Return every record verbatim.

########################################

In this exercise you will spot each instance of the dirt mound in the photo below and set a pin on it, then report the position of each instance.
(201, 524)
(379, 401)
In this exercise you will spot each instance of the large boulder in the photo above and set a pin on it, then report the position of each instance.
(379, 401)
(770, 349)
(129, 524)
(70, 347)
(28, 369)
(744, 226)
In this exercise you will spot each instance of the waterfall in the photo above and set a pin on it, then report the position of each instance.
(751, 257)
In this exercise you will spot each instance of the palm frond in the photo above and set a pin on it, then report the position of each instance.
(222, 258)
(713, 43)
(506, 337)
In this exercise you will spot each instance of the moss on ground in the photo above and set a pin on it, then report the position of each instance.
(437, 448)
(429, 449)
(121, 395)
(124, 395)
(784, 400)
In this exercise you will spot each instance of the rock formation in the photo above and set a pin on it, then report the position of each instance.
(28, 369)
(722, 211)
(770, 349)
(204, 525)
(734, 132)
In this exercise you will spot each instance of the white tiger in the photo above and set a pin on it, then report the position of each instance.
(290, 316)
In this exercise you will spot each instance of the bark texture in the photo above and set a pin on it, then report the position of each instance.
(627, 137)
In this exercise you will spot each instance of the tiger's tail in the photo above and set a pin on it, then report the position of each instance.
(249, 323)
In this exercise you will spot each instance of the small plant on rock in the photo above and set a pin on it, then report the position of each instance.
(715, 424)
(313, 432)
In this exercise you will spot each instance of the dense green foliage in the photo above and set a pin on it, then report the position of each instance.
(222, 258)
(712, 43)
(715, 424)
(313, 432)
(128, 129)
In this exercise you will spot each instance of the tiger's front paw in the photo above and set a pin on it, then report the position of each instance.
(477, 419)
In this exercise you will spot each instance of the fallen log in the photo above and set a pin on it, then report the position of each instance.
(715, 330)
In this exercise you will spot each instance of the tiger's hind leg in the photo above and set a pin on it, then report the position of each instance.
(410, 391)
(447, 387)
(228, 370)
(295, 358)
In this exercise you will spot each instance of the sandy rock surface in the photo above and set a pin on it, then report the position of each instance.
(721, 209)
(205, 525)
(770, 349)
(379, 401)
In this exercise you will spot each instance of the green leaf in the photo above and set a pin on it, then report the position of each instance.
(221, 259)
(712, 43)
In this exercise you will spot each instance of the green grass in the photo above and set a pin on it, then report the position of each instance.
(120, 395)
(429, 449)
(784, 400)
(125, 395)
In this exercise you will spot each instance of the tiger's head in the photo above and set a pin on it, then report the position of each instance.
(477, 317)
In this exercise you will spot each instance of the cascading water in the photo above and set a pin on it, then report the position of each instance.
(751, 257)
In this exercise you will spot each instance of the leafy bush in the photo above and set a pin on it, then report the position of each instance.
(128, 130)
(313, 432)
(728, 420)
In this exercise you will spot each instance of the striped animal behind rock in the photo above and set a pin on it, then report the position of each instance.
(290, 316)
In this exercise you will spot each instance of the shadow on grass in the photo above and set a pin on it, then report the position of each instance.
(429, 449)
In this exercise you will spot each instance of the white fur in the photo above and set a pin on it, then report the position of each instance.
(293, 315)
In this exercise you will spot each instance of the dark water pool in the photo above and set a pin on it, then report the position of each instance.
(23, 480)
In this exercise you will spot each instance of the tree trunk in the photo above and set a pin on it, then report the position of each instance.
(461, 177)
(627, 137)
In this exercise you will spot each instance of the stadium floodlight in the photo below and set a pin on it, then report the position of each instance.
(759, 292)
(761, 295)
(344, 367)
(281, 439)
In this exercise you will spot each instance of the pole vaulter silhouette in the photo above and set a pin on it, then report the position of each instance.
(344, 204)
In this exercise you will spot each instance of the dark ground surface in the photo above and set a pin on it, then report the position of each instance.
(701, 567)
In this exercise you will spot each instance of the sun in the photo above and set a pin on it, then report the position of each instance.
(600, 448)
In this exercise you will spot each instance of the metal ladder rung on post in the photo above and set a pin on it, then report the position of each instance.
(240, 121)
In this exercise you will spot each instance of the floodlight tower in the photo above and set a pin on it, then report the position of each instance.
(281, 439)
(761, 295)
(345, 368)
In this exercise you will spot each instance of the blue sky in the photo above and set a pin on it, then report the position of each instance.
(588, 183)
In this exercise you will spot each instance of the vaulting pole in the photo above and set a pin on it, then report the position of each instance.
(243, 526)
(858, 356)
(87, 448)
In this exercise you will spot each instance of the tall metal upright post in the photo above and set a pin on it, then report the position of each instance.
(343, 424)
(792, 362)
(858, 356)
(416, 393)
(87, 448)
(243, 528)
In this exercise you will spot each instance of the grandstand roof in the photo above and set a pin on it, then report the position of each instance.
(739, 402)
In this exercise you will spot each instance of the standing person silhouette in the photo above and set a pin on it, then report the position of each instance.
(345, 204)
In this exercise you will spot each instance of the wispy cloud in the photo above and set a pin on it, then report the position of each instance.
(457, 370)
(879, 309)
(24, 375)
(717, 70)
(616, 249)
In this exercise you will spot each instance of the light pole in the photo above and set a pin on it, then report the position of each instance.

########################################

§ **Answer box**
In this exercise you will spot each instance of the dirt mound in the photo below and set a pin on it, then report the position of each instance.
(201, 524)
(379, 401)
In this exercise you will spot each instance of the large boulder in the photo above and set a pin on it, then report the position of each instance.
(379, 401)
(770, 349)
(129, 524)
(70, 347)
(28, 369)
(744, 226)
In this exercise you will spot each instance of the waterfall in the photo above and set a pin on it, then report the position of each instance.
(751, 257)
In this exercise you will spot each instance of the palm frond in the photo above and set a pin on it, then report the position of each instance.
(222, 258)
(713, 43)
(506, 337)
In this exercise you will spot each instance of the moss on ground in the photo above and set a pin on it, then report the position of each instance.
(437, 448)
(429, 449)
(121, 395)
(124, 395)
(784, 400)
In this exercise you will spot each instance of the rock formation in the photo above and set a pin on it, then report the position of each instance.
(28, 369)
(722, 211)
(770, 349)
(204, 525)
(734, 132)
In this exercise you will spot each instance of the white tiger in the photo above and set a pin on it, then report the position of each instance.
(290, 316)
In this exercise you will spot each instance of the bark texture in the photo above and set a pin on it, then report the position of each instance.
(627, 137)
In this exercise you will spot each instance of the tiger's tail in the photo above and set a pin on it, then report the position of each instance.
(249, 323)
In this exercise you will spot each instance of the small plant on rock in the photo above and set a pin on it, then report the position of each instance.
(715, 424)
(313, 432)
In this exercise you will spot each instance of the dense green foliage in the photo above and set a pin on it, then report the position of each instance.
(222, 258)
(712, 43)
(715, 424)
(313, 432)
(128, 129)
In this exercise you will spot each instance of the tiger's front paw in the photo above and set a pin on it, then report the position of each instance.
(477, 419)
In this exercise you will spot each instance of the fallen log in the photo above and set a pin on it, then report the position of each instance.
(715, 330)
In this exercise you will spot each instance of the tiger's hind leg in the photo above and set a pin on it, then report the position of each instance.
(410, 391)
(447, 387)
(228, 370)
(295, 358)
In this exercise you will spot each instance of the sandy rock surface in the photo above and set a pin on it, then report the position of each instance.
(721, 209)
(205, 525)
(770, 349)
(379, 401)
In this exercise you will spot each instance of the green leaf in the photo above and set a pin on it, then report the position of each instance.
(221, 259)
(712, 43)
In this exercise you will spot each instance of the green grass in the photo above and set a pin on it, then report the position of each instance.
(120, 395)
(429, 449)
(784, 400)
(125, 395)
In this exercise you will spot each instance of the tiger's head in the photo above and set a pin on it, then report the position of each instance.
(477, 317)
In this exercise you will spot each instance of the cascading water in the photo above and set a pin on it, then report the position of each instance.
(751, 257)
In this exercise you will spot each instance of the leafy bush in the photo above and set a pin on it, then report the position of each instance.
(128, 130)
(313, 432)
(728, 420)
In this exercise you will spot each instance of the striped animal behind rock in the photo above and set a pin on it, then report the position of each instance.
(290, 316)
In this exercise you will spot each instance of the shadow on grass in the photo above and set a pin on it, then report the position of each instance.
(429, 449)
In this exercise you will spot each instance of the white fur in the photo above and set a pin on it, then report the position of each instance.
(293, 315)
In this exercise you will spot each instance of the dark water pool in the photo above and set a pin on it, then report the position of each instance.
(23, 480)
In this exercise you will spot each instance of the tree trunk in the photo above and set a pin on it, then report the position of each instance.
(461, 177)
(627, 137)
In this exercise you will spot each instance of the stadium floodlight in the photo below and set a pin on it, then report the position of each instance.
(759, 292)
(761, 295)
(344, 367)
(281, 439)
In this exercise you will spot each instance of the pole vaulter silhouette in the photo above and set a pin on it, then report the position of each instance.
(344, 204)
In this exercise you will spot each instance of the dark ground surface in the photo above and set a pin on it, then report the position of each instance.
(701, 567)
In this exercise you will spot each instance of the sun in the photo above and set a pin on it, then report the position of each instance.
(600, 448)
In this exercise you will spot each instance of the metal ladder rung on post in the photo above and set a pin on it, then report the position of each instance.
(240, 121)
In this exercise you will spot each instance of the floodlight tower in the photo above and set a pin on it, then report the position of each instance.
(281, 439)
(761, 295)
(345, 368)
In this exercise you will spot each instance of the blue sky in the photo above and set a pin on it, then report the position of each instance.
(588, 183)
In this exercise you will spot each instance of the vaulting pole in the photo above and set a pin on it, then report the position of each instance.
(243, 526)
(858, 356)
(87, 448)
In this exercise you will spot each instance of the tall metal upright post in the photo above and set a pin on it, then report the position of each instance.
(343, 424)
(792, 362)
(858, 356)
(416, 393)
(87, 448)
(243, 528)
In this exercise you will spot each instance of the grandstand roof in the photo above and set a pin on it, then report the position of each instance.
(739, 402)
In this exercise you will spot each instance of the standing person silhouette in the photo above and set a pin on it, then report the position of each instance.
(345, 204)
In this exercise you will spot each instance of the wispy cloud in the photo above and set a pin on it, then report the position of each instance.
(457, 370)
(879, 309)
(24, 375)
(717, 70)
(616, 249)
In this exercise you will spot each instance of the light pole in the photo above and set a pin on it, then report the position of each instance.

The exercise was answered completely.